■ PROVIDED DATA:
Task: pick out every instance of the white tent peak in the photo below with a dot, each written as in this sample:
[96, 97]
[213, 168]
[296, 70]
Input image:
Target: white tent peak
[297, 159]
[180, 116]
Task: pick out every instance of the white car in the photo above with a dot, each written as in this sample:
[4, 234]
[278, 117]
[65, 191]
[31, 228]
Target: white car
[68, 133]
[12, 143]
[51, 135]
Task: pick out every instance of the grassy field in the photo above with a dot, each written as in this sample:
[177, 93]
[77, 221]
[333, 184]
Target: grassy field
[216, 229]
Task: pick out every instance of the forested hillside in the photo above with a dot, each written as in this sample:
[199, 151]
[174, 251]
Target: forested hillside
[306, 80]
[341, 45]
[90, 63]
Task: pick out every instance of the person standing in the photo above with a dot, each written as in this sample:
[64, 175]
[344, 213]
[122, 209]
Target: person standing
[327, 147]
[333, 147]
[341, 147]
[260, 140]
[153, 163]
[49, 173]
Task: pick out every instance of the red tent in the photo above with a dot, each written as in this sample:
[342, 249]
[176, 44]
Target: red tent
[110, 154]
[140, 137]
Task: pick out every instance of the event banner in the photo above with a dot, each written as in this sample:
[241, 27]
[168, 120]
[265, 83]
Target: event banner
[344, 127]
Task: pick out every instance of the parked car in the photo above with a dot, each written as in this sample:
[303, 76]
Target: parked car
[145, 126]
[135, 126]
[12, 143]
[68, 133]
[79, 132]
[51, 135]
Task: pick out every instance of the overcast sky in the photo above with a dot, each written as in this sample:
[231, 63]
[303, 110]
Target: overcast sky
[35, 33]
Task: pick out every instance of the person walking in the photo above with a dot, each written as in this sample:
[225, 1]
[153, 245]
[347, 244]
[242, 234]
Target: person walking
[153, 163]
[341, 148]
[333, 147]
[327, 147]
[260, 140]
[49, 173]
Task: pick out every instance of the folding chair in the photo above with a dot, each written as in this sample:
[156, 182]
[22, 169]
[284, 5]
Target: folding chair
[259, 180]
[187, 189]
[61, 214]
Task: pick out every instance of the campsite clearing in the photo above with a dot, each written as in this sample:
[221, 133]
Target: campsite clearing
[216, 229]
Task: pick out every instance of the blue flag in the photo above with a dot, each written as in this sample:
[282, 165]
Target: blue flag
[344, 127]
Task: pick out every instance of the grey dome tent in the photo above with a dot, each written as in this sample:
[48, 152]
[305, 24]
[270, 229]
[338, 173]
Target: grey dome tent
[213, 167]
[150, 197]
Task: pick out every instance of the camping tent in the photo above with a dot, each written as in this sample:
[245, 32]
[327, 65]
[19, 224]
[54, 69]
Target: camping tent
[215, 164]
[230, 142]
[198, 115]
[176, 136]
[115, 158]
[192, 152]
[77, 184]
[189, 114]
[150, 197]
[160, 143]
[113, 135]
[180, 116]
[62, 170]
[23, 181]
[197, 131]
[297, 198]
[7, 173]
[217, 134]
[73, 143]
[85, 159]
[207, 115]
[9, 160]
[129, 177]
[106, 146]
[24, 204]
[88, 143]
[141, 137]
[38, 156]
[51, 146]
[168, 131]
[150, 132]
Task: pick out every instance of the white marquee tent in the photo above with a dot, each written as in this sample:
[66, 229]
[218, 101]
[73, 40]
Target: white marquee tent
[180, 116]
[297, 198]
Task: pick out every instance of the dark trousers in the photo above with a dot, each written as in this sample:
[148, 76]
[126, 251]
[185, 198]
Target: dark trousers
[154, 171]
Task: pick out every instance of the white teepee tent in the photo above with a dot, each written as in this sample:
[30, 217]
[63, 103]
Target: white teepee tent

■ EXERCISE BRIEF: Return the lines from the line containing "Task: pick out every instance of the white marquee" to the end of the entries above, exactly as they appear and with no other output.

■ COMPLETED EXERCISE:
Task: pick out every instance of the white marquee tent in the photo above with a dot, each written as in this sample:
[66, 229]
[218, 101]
[73, 40]
Target: white marquee tent
[180, 116]
[297, 198]
Task: pick out every instance of the dark trousers in the photo above with a dot, each written as in this sample:
[148, 76]
[126, 251]
[185, 198]
Target: dark trousers
[154, 171]
Task: pick out every instance of the white teepee tent in the photo above with a dot, each written as in this sample:
[30, 217]
[63, 103]
Target: white teepee tent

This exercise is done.